▶ [Data for review]
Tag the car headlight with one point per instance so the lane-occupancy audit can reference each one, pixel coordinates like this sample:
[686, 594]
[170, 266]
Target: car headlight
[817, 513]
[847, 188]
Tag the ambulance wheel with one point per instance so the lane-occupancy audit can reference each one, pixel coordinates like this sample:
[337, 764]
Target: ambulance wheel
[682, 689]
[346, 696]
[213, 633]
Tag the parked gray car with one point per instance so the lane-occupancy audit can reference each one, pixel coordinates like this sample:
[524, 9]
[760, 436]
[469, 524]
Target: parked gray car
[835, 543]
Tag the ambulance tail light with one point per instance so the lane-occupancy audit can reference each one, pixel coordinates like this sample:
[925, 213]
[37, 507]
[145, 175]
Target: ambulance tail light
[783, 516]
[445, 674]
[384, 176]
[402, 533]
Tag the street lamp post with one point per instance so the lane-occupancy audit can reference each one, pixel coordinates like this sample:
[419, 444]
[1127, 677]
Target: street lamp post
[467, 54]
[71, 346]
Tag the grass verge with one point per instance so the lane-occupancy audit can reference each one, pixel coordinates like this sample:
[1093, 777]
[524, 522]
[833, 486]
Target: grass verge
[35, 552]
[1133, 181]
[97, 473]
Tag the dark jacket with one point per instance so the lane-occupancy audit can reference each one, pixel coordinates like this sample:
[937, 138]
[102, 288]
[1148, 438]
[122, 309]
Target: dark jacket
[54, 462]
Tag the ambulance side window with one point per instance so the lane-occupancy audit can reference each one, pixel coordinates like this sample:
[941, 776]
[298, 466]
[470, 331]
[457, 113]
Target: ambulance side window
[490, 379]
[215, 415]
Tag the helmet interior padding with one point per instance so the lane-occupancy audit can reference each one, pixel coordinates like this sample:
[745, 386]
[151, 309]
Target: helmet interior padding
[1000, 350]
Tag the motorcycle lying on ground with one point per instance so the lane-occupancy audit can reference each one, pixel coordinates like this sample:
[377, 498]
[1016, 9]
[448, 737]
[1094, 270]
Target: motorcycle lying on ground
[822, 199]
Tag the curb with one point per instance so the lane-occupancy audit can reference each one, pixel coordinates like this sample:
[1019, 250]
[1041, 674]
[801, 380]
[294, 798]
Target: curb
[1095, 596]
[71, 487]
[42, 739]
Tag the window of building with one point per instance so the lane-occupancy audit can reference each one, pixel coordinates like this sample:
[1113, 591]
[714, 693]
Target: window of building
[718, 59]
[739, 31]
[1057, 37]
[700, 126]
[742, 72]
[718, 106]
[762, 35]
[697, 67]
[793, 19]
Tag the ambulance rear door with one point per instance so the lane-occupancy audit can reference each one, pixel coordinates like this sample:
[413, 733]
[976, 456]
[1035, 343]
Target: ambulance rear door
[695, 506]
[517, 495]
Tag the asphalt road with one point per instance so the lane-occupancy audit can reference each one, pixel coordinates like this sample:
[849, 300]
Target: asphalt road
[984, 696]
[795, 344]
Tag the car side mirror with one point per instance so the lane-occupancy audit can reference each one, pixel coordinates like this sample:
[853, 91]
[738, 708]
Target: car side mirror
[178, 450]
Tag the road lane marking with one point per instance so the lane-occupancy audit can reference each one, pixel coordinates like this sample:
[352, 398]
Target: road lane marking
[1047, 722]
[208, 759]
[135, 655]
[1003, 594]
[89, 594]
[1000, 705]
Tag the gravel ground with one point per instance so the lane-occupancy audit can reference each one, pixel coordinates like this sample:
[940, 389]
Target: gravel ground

* * *

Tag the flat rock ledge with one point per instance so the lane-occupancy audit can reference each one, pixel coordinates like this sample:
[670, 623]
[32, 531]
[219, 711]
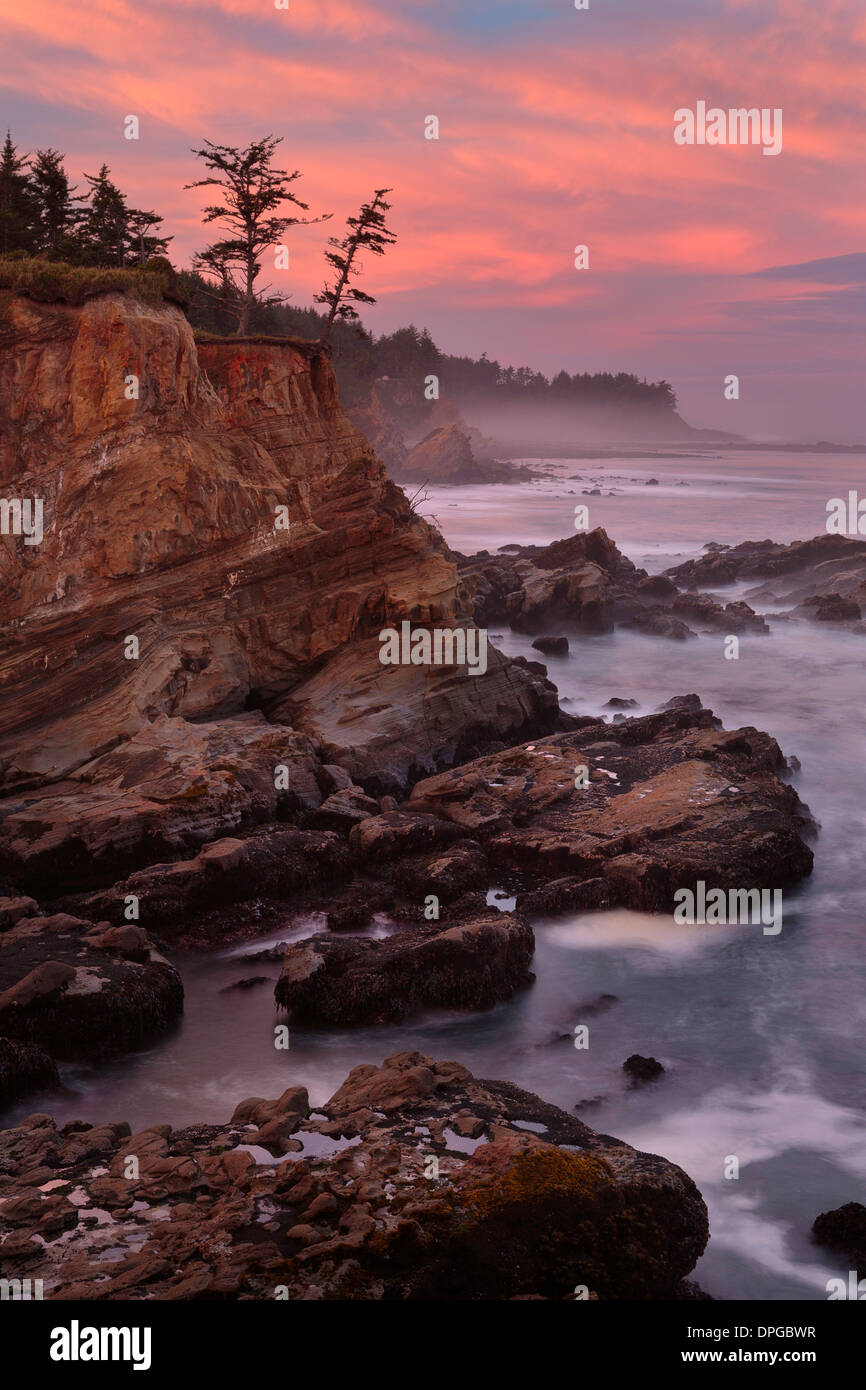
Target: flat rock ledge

▶ [Work to complete]
For each line of the material that includes the word "gravel", make a copy.

▶ [Result for this exercise]
Tag the gravel ground with one point per instance so the lane-occupancy audit can reference each one, pixel coordinates like this sample:
Target: gravel ground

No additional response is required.